■ STATED TASK ■
Format every line of the data below as a numbered list, skipping any blank lines. Leave the pictures out of your list.
:: DATA PROVIDED ::
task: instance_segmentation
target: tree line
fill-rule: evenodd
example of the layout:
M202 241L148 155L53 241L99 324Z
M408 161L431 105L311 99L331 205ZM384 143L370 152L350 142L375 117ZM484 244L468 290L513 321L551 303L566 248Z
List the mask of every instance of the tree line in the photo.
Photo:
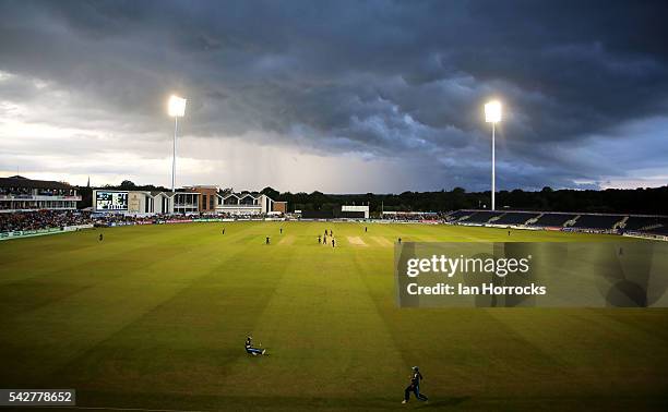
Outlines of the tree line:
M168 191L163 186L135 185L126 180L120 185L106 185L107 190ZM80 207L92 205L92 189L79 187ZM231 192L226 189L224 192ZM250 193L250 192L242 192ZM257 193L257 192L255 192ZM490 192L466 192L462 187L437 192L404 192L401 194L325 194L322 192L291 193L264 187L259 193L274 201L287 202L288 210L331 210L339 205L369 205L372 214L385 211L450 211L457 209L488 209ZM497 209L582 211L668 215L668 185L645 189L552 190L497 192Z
:::
■ THE SOLUTION ■
1. task: instance_segmentation
2. target: tree line
3. fill-rule: evenodd
4. example of the layout:
5. M202 241L148 155L53 241L99 324Z
6. M408 161L431 105L311 99L331 205ZM384 143L370 152L350 142L375 117ZM484 244L468 290L513 321L551 303L566 248Z
7. List the mask of every instance of the tree line in the photo.
8. Photo:
9. Outlines of the tree line:
10. M168 191L163 186L135 185L126 180L120 185L106 185L107 190ZM80 207L92 205L92 189L79 187ZM231 192L226 189L224 192ZM250 193L250 192L242 192ZM257 193L257 192L255 192ZM490 192L466 192L462 187L437 192L404 192L401 194L325 194L322 192L291 193L264 187L259 193L274 201L287 202L288 210L331 210L339 205L369 205L372 214L385 211L450 211L457 209L488 209ZM497 209L582 211L668 215L668 185L645 189L552 190L497 192Z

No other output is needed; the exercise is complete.